# Creationism and Europe



## Dieter Schneider (Jun 28, 2007)

The following link will be of interest - http://assembly.coe.int/Main.asp?link=/Documents/WorkingDocs/Doc07/EDOC11297.htm


----------



## JonathanHunt (Jun 28, 2007)

It is vomitous. It is full of lies, and it is God-hating. That's the EU all through for you.

JH


----------



## Dieter Schneider (Jun 28, 2007)

JonathanHunt said:


> It is vomitous. It is full of lies, and it is God-hating. That's the EU all through for you.
> 
> JH



I think that such ignorantly framed European directives are intended to throw God out of His own universe. Well – Psalm 2 springs to mind. The folly and the blasphemy of it all! When God goes – anything goes! The whole thing is a blatant attack on The Almighty Himself – nothing less! 
Notwithstanding, I would not wish to be abusive of the EU – God has established all government, perhaps as an act of judgment, or for the furtherance of the Gospel. 
There are many God-haters in the religious Establishment of our own country. But we serve a greater king. As one former German president said, 'the lords of this world are going – our LORD is coming'! Things are bad now – they may get worse, but the best is yet to be! Never, never despair! Will God not vindicate His elect?


----------



## CatechumenPatrick (Jun 28, 2007)

Notice the repetition of claims of "knowledge" and the "objectivity" of science. Even some of the most anti-Christian philosophers I have dealt with in my time at college would not hesitate to acknowledge the dogmatism and rampant ambiguity in the report.


----------



## Contra_Mundum (Jun 28, 2007)

Sad, but unsurprising, given the fall.

Remember,
We in the Christian community are--as long as this world endures--involved in a mission of maintenance and resuscitation on a dying world.

Whether the fools (in biblical parlance) giving direction ever realize it (during their lifetimes), their incoherent world-views cannot sustain "scientific" progress, or any identifiable "progression" of whatever-comes-next (postmodernism, or magic, or ...?). The tensions must become unbearable, and their whole jury-rigged civilization shall break down. This is inevitable (and inductively verifiable--just look at history) because this is God's world, and not the fairy-tale world of atheistic or idolatrous minds.

People like these lawyers and proposers of legislative and tyrannical coersion mindlessly undermine the very foundation on which they stand. They have convinced themselves that today's staus is solely the triumph of atheism over religion, especially Christianity. And only additional supppression will ensure "scientific" hegemony. <Incidentally, how is this attitude ANY DIFFERENT from the religious, coercive hegemonies of the past? Answer: it isn't.> But this philosophical materialist/naturalist view only has no permanent foundation. And those whose intellect urges them on to consistent expressions of their basic beliefs will ultimately find their credo, as expressed in Scripture: "All those who hate me, love death."


I see and understand the Christian's frustration over the collapse of western civilization. After all, we live in the midst of it, so we are affectionate for it. How much more urgent, then, for us to self-consciously regard those ties as temporary, destined to be renovated in a new (and better) heaven and earth.
++++++++++
• SHORT TASK
Carry the forum thread on creationism and Europe forward from its final sentence, adding the next passage in the same style.

• GIVEN INFORMATION
++++++++++
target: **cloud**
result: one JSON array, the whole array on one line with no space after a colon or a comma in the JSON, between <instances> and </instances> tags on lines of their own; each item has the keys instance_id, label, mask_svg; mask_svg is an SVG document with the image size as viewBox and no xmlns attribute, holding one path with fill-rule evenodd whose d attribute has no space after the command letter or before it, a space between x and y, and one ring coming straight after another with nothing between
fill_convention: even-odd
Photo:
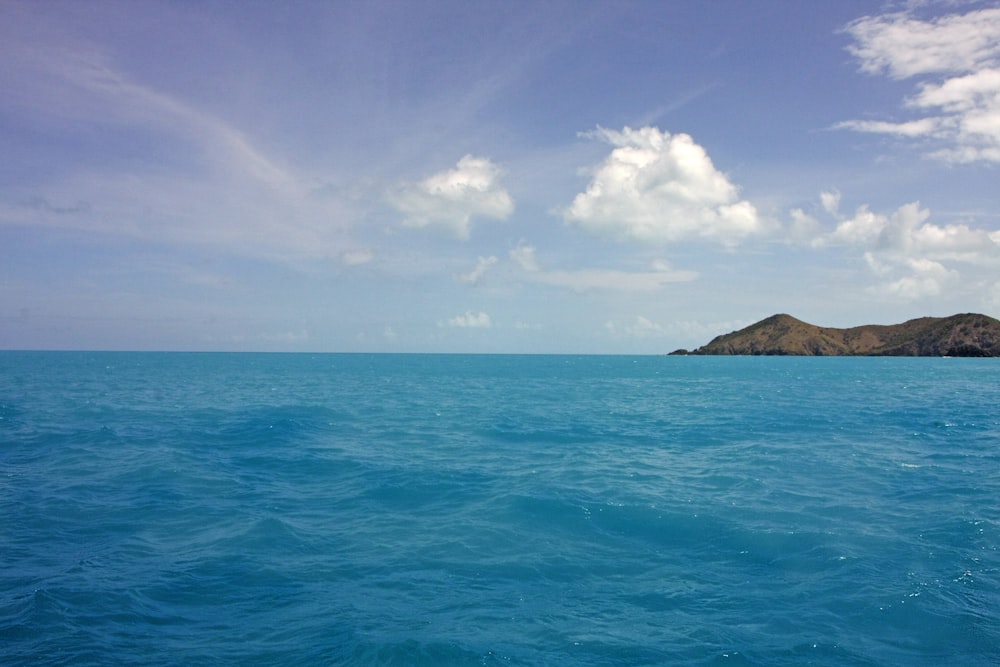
++++++++++
• RESPONSE TO THE EXERCISE
For another reason, we the church have invested in those acts of maintenance and resuscitation for 2000 years, and we have a natural instict and desire to see those things remain. But we have to remember that Jesus is in charge, and in his wisdom he comes through and he sets fire to the vineyard (or a portion of it) in one generation. "Why is he doing this?" we insist on knowing. While we can't fully answer that, we can say that the former labors were not in vain; and furthermore, that future exercises of his people in maintenance and resuscitation will bear even greater fruits.

Observe: how that this passing-away world is a proving ground for a future seen now only through a glass, darkly. Our efforts are not wasted, or foolish. But they are not destined to remain in the forms of which we invest them. What is unseen--the effort itself, the knowledge, the investment--those we shall take as our inheritance into glory, not the institutions or the treasury or the edifices.

What else can we make of the end of Rome? Of Byzantium? Of the rapidly disappearing labors of Charlemagne, or Alfred? Christian triumphs were won in those days of yore. But in their passing, we do not lament the men and women, as if they worked all in vain. But then consider how what they accomplished reverberated through the ages.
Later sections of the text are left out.